Стипендию нам давали небольшую. Несмотря на трудности, я вспоминаю о том периоде с теплотой, хотя бы уже потому, что тогда была построена наша семейная жизнь с Лидией Дмитриевной Гриневич, студенткой, дочерью белорусских крестьян. Родом она из деревни Каменки, чуть западнее Минска.
Обратил я на нее внимание случайно, а потом уже не думать о ней не мог. А мысли, как, вероятно, часто бывает в таких случаях, понеслись в определенном направлении: «Мне уже перевалило за двадцать. Пора подумать о том, как жить дальше».
Решения в таком возрасте, да еще и по таким вопросам, принимаются иногда с быстротой молнии. Я не был исключением. Быстро с ней познакомился.

• **Условие задачи**
Переведите на английский язык предложение из фрагмента страницы: «Решения в таком возрасте, да еще и по таким вопросам, принимаются иногда с быстротой молнии». Опирайтесь только на фрагмент страницы.

• **Собранный материал**
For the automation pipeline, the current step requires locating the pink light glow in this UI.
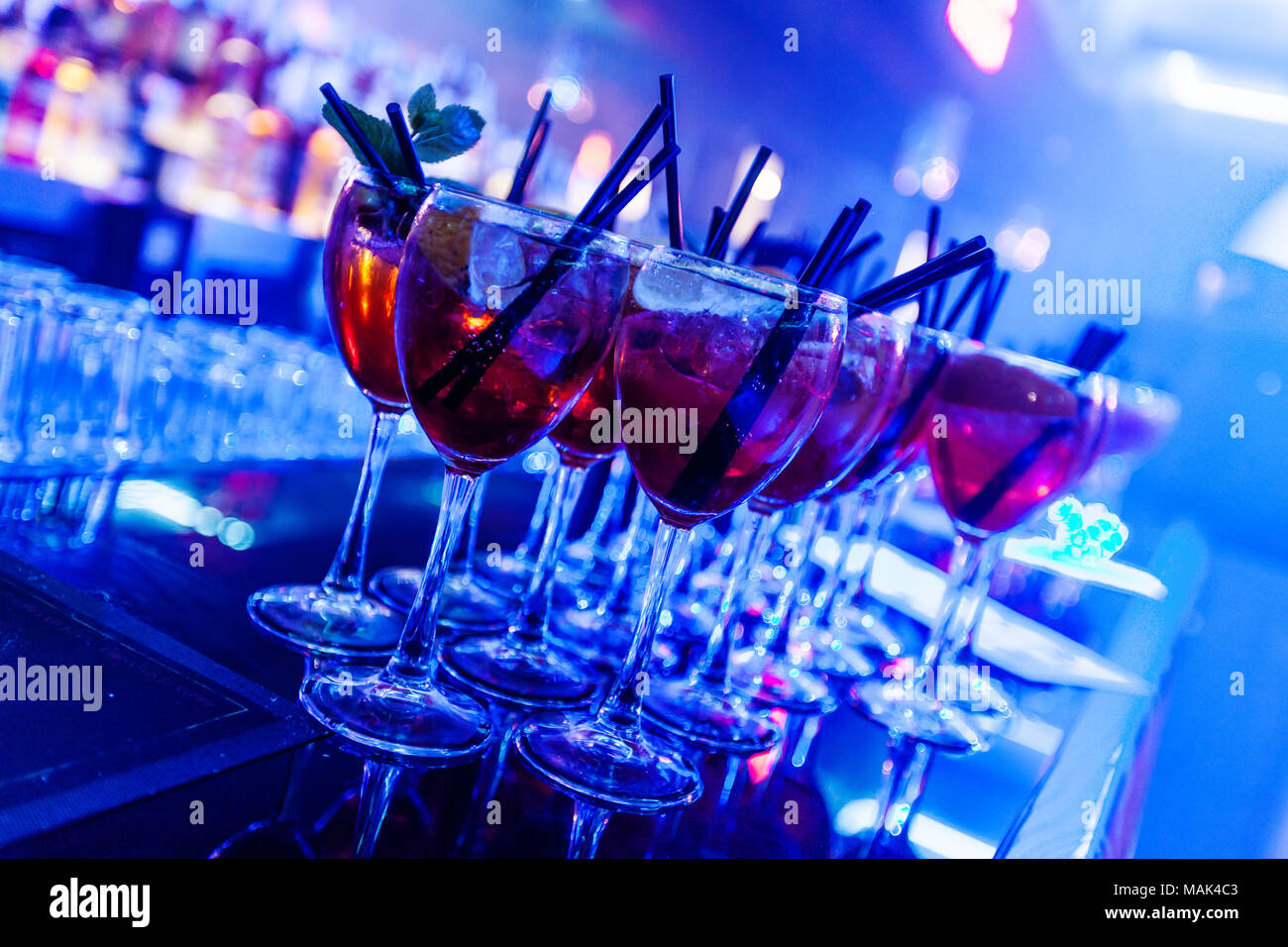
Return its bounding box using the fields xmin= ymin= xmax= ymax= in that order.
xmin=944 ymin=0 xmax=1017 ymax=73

• **Результат**
Decisions at that age, and on such matters at that, are sometimes made with lightning speed.